▶ **The input**

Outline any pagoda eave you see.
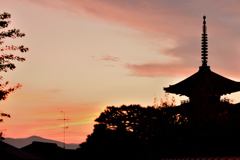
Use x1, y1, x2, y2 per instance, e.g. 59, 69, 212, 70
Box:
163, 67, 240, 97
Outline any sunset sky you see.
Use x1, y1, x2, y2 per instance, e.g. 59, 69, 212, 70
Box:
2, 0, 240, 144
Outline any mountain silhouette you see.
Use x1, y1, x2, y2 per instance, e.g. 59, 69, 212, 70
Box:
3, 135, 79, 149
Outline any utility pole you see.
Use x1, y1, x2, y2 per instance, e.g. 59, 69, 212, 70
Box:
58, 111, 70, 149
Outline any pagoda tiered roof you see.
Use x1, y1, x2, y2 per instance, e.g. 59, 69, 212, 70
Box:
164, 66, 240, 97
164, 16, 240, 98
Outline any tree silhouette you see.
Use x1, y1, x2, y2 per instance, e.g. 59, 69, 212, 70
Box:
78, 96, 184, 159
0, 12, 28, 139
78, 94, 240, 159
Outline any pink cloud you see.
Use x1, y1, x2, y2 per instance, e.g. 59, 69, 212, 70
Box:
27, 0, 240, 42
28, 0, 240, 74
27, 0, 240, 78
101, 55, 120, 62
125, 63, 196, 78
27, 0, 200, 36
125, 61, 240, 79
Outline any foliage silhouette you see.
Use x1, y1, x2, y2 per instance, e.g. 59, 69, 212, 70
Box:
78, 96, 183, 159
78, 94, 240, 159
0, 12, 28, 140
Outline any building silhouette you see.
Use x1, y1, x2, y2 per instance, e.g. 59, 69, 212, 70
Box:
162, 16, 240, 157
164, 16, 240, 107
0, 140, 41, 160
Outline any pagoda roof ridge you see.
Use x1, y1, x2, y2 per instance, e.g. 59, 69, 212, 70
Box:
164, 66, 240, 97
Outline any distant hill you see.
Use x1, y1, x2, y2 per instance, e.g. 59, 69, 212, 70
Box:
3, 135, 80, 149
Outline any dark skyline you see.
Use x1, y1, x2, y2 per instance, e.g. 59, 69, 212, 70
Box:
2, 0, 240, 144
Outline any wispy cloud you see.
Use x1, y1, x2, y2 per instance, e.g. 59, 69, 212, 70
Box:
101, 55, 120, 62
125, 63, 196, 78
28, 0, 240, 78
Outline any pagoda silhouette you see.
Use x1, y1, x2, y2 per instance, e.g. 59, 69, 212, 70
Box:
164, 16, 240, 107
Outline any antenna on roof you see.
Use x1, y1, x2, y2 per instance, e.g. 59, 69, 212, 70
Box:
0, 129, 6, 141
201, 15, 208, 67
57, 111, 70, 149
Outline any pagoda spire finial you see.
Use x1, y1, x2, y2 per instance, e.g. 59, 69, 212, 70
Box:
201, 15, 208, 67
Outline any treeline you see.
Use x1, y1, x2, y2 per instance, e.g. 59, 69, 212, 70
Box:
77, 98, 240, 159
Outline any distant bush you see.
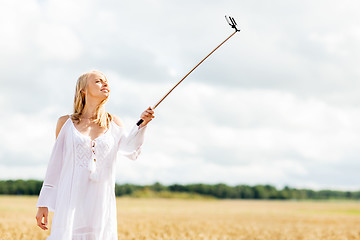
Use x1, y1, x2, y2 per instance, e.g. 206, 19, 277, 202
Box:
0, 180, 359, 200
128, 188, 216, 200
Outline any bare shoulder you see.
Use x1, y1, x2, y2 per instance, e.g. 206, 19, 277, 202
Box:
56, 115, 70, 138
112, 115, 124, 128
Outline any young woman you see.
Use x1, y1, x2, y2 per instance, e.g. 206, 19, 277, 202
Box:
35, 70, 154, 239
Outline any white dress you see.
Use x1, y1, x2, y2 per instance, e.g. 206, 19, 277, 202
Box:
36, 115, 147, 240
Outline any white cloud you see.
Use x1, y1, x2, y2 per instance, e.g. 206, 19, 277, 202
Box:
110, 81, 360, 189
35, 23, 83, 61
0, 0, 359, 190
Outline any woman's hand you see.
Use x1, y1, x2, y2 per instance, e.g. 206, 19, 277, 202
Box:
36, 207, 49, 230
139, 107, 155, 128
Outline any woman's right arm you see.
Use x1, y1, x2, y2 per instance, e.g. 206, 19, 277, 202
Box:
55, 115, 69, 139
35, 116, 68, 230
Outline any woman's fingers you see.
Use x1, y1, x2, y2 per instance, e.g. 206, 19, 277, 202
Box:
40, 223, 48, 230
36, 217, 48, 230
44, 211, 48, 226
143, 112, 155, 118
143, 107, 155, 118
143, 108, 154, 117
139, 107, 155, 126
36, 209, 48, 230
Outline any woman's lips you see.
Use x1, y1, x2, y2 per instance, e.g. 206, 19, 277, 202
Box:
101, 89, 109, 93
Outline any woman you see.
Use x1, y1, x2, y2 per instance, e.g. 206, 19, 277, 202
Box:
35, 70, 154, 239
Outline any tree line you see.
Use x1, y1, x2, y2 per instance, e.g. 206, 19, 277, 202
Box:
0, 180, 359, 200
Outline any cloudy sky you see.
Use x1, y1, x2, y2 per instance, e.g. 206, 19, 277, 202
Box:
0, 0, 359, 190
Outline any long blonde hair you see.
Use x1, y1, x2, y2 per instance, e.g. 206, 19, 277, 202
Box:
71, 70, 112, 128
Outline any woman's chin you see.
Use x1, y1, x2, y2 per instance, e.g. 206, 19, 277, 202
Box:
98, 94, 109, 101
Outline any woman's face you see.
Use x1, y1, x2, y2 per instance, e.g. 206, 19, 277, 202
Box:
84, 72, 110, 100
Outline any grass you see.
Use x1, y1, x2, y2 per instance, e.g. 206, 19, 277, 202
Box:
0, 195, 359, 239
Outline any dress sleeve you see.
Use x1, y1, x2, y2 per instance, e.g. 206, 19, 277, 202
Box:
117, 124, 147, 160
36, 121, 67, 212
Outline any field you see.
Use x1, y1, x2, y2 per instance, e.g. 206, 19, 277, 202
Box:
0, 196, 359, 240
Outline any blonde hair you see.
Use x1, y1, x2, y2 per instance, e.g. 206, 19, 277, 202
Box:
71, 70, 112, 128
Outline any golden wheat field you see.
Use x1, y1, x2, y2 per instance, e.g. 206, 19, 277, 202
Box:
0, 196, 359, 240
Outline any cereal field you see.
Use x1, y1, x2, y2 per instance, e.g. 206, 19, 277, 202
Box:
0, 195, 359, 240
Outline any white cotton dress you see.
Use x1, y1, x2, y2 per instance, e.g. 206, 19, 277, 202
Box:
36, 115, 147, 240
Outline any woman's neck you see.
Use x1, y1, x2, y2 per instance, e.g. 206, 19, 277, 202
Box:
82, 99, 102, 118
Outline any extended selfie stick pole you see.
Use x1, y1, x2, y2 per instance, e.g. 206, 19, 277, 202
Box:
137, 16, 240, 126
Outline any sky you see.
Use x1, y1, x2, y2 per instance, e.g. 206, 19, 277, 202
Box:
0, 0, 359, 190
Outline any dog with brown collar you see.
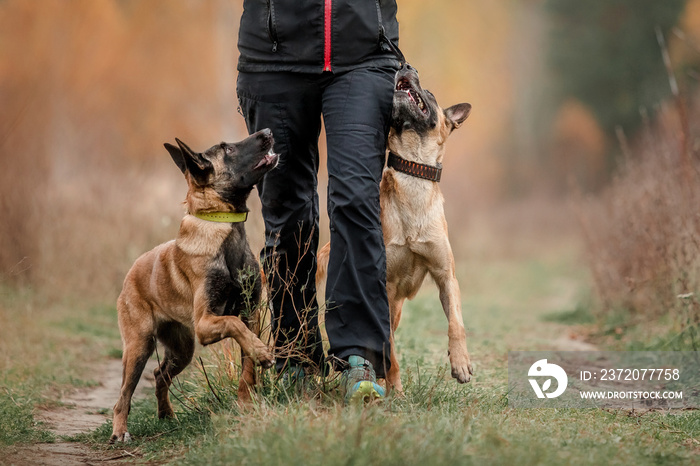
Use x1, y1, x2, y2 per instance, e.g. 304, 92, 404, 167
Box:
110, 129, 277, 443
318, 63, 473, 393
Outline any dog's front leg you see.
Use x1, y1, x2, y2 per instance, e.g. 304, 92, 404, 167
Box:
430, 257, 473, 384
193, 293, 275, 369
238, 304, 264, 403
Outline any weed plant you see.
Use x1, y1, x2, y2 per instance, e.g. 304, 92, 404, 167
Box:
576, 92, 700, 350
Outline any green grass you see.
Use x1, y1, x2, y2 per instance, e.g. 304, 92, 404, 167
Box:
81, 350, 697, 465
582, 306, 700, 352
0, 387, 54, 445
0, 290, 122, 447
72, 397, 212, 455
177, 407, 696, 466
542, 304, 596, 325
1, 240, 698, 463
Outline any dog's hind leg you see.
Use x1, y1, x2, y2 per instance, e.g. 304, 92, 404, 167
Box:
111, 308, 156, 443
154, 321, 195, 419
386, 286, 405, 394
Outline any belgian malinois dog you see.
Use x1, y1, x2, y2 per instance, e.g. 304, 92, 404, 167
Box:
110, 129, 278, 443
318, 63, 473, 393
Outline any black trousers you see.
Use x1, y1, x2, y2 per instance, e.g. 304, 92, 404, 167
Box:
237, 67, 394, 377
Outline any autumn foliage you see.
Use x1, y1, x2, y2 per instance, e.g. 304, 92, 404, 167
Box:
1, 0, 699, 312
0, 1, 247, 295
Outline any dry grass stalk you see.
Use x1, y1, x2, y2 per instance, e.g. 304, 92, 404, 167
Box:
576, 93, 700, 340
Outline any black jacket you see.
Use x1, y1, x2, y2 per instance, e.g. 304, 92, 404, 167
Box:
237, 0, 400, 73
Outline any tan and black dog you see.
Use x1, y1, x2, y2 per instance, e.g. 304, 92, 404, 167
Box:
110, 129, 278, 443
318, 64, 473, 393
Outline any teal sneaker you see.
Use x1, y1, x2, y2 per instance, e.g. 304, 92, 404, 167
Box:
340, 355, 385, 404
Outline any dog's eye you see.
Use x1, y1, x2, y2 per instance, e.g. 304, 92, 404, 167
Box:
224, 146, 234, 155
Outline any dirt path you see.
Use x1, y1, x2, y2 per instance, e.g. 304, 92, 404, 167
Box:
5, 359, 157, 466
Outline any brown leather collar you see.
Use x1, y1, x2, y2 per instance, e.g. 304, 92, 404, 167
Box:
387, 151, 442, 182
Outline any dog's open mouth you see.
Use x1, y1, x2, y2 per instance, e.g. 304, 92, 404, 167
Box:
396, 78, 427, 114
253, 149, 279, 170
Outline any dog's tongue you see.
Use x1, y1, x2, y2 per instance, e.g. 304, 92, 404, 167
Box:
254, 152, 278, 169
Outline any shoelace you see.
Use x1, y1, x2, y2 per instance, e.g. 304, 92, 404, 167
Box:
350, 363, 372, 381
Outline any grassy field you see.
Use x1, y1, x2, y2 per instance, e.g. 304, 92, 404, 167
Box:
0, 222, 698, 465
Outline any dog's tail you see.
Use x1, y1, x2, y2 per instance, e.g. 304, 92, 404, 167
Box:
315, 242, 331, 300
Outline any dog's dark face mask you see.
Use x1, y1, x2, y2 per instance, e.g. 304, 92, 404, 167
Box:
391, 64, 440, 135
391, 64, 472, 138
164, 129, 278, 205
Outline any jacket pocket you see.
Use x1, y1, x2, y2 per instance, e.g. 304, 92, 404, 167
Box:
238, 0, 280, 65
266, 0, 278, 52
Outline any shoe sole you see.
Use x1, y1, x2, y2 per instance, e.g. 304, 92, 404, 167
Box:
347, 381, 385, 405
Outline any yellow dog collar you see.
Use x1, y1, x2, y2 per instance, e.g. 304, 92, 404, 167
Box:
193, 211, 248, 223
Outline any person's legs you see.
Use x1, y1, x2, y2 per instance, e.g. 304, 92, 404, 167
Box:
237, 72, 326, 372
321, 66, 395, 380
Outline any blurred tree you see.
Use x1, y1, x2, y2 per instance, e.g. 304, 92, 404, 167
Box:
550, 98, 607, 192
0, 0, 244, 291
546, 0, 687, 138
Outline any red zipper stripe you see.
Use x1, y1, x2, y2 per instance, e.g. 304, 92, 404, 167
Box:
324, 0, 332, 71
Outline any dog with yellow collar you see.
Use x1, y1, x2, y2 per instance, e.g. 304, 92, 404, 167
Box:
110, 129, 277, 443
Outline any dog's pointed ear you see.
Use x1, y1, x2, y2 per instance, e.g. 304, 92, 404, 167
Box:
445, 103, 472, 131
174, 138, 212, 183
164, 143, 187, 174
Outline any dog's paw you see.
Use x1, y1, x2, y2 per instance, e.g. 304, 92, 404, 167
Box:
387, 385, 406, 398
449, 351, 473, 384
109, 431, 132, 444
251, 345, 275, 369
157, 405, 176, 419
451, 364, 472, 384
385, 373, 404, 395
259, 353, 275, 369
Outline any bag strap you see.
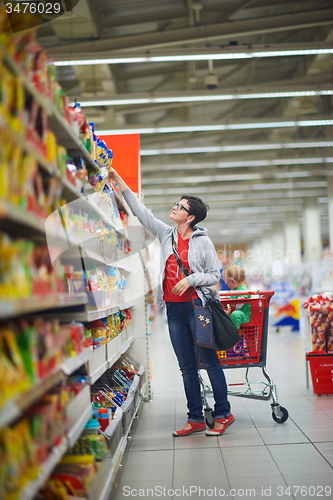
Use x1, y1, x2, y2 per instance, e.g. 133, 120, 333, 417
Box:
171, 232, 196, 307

▶ **Activity**
Could you state how many lines of the entries contain the word "silhouette"? Only the number is wanted.

▶ **Result of the task**
5